> PASSAGE FOURNI
----

Enfin, certains la situaient dans l'Election de Montluçon entre Berry et Bourbonnais alors que d'autres l'inscrivaient pour sa totalité dans le Bourbonnais.
En 1655, Mérian traçait un net crochet de la frontière du Berry vers l'est au niveau de Saint-Sauvier mais la position exacte du village ne pouvait être discernée.
La carte de Cassini levée entre 1683 et 1754, gravée à partir de 1750, faisait passer la frontière Berry-Bourbonnais au milieu du dessin symbolisant le village.
Jaillot, dans "La Province Du Berry", en 1707, situait nettement dans le Bourbonnais une enclave nord-sud tendue de Saint-Palais à Saint-Sauvier mais précisait l'appartenance de Saint-Sauvier à l'Election de Bourges. Dans sa carte du "Gouvernement Général Du Lyonnais" de 1721, il situait Saint-Sauvier dans l'Election de Montluçon, juste à la séparation entre Berry et Bourbonnais.
En 1753, Robert dans sa carte des "Gouvernements Généraux De Berry, Du Nivernois Et Du Bourbonnois", maintenait Saint-Sauvier en Bourbonnais avec une frontière passant juste à l'ouest de la RocheGuillebaut, de Viplaix, de Mesples et de Treignat.
Il manquait des éléments topographiques naturels pouvant aider à situer Saint-Sauvier, ruisseaux et rivières ayant des cours incertains.
La difficulté résidait également dans le fait que Saint-Sauvier comportait deux collectes fiscales -deux perceptions-, l'une relevant de Bourges, l'autre de Montluçon.
Un choix devait être fait. La position du clocher fut envisagée pour fixer définitivement l'appartenance du village. Le Comité de Constitution, en février 1790, s'appuyant sur le rattachement fiscal, proposait que la paroisse appartînt en entier au département de Guéret si son clocher était situé dans l'Election de Bourges, au département de Moulins s'il était situé dans l'Election de Moulins.
Aucune administration n'ayant pu déterminer l'implantation du clocher, le Comité de Constitution laissa se prononcer la population malgré les prétentions de l'Election de Montluçon.
C'est le 26 septembre 1790 que le Conseil Général de la commune sollicita à l'unanimité et obtint son incorporation dans le département de l'Allier, au district de Montluçon. La situation géographique alliée au bon sens de la population avait prévalu.
Saint-Sauvier devint alors chef-lieu de canton.
Il se raconte que les députés de l'Allier, à la Révolution, manoeuvrèrent habilement. Ils obtinrent l'érection de Saint-Sauvier en chef-lieu de canton en contre-partie d'un vote favorable au rattachement à l'Allier.
La loi du 28 Pluviôse An VIII (7 février 1800) confirma Montluçon chef-lieu de l'un des sept districts de l'Allier couvrant neuf cantons : Montluçon, Huriel, Saint-Sauvier, Saint-Désiré, Désertines, Estivareilles, Néris, Marcillat et Lignerolles.

----

> DONNÉES FOURNIES
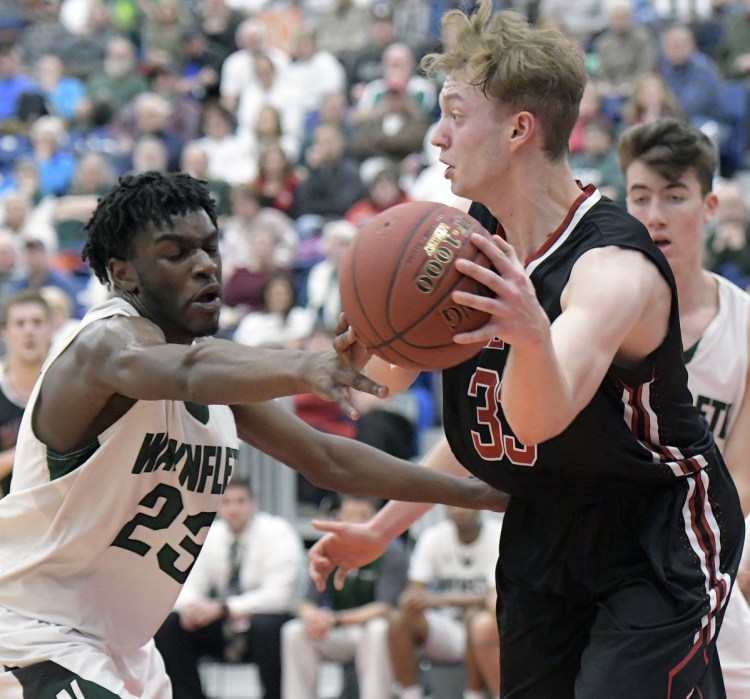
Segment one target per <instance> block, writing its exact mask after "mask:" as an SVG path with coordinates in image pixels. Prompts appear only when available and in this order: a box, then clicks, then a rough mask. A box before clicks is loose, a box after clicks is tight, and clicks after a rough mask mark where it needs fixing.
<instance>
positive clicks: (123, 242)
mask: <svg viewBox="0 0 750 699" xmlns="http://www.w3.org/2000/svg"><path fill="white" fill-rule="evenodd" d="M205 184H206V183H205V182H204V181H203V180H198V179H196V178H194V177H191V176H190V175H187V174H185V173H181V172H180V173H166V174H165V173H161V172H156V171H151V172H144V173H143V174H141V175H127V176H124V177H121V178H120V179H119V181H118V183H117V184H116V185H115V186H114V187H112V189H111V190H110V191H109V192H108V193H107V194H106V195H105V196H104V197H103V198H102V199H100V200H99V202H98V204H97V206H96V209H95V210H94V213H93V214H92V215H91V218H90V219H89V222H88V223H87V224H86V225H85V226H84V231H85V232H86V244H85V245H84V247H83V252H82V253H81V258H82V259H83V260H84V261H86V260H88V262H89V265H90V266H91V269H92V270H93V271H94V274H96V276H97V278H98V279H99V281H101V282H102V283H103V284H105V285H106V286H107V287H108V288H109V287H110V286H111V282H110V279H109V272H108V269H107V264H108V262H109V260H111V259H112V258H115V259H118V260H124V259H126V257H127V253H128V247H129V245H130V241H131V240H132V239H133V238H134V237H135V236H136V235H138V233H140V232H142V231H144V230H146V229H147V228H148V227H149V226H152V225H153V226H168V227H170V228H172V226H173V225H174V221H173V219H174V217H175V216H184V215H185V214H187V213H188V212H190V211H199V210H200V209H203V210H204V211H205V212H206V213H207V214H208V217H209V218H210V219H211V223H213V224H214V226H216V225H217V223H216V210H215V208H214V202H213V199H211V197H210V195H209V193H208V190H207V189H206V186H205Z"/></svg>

----

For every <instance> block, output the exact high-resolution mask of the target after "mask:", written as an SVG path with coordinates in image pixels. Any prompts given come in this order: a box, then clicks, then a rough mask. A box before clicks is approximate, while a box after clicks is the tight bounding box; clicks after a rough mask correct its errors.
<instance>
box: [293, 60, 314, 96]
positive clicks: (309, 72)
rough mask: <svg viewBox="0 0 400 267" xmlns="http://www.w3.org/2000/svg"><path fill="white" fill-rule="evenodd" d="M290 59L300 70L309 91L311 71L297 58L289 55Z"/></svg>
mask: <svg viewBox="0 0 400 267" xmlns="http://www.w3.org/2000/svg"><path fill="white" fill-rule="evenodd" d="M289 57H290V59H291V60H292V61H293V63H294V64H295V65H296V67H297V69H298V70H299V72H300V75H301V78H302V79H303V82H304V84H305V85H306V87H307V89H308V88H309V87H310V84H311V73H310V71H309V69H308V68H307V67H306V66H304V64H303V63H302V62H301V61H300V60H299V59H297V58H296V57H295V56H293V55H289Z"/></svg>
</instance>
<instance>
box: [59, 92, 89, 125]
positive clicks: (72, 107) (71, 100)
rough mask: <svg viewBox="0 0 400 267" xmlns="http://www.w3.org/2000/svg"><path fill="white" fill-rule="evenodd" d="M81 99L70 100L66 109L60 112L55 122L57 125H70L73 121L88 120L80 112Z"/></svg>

----

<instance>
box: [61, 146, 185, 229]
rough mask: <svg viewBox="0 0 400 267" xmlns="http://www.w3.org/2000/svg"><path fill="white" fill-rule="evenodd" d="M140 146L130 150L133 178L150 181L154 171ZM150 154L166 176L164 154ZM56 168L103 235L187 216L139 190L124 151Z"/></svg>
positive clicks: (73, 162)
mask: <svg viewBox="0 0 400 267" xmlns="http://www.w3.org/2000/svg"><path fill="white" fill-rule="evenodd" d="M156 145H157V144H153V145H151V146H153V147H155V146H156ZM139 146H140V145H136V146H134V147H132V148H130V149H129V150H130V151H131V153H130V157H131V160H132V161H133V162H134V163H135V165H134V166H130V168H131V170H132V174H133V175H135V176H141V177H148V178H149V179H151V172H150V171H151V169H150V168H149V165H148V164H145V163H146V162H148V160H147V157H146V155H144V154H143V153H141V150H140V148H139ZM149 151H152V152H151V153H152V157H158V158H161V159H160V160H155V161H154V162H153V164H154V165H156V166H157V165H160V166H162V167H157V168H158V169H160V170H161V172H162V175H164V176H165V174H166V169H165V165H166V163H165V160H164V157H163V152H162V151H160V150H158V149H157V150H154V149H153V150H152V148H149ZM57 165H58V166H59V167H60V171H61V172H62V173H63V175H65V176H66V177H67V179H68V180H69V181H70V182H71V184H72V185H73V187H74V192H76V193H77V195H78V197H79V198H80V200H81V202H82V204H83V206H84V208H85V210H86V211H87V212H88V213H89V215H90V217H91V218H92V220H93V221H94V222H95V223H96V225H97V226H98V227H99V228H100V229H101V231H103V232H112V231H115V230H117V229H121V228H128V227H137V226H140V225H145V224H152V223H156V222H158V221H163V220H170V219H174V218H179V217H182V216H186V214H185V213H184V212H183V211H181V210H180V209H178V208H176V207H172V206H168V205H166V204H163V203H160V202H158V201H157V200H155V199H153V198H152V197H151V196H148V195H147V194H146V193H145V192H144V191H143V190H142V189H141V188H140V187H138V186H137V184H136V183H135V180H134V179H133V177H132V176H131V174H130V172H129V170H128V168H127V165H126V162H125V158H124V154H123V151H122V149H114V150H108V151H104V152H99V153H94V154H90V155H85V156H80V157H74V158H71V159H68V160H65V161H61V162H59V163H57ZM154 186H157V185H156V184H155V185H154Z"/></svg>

----

> LISTE DES ACTIVITÉS
- 1) Selon le passage fourni, à quelle date le Conseil général de la commune demanda-t-il son incorporation dans le département de l'Allier ?
- 2) Expliquez, d'après le passage fourni, pourquoi le Comité de Constitution laissa la population décider de l'appartenance de Saint-Sauvier.
- 3) Transcrivez un extrait du passage fourni en commençant aux mots qui contiennent « En 1753, Robert » et en vous arrêtant après « l'autre de Montluçon. ».

> RÉPONSES
- 1) Le 26 septembre 1790.

- 2) Le Comité voulait fixer l'appartenance de la paroisse selon l'Election où se trouvait son clocher. Or aucune administration n'avait pu déterminer l'implantation de ce clocher. Il laissa donc la population se prononcer, malgré les prétentions de l'Election de Montluçon.

- 3)
En 1753, Robert dans sa carte des "Gouvernements Généraux De Berry, Du Nivernois Et Du Bourbonnois", maintenait Saint-Sauvier en Bourbonnais avec une frontière passant juste à l'ouest de la RocheGuillebaut, de Viplaix, de Mesples et de Treignat.
Il manquait des éléments topographiques naturels pouvant aider à situer Saint-Sauvier, ruisseaux et rivières ayant des cours incertains.
La difficulté résidait également dans le fait que Saint-Sauvier comportait deux collectes fiscales -deux perceptions-, l'une relevant de Bourges, l'autre de Montluçon.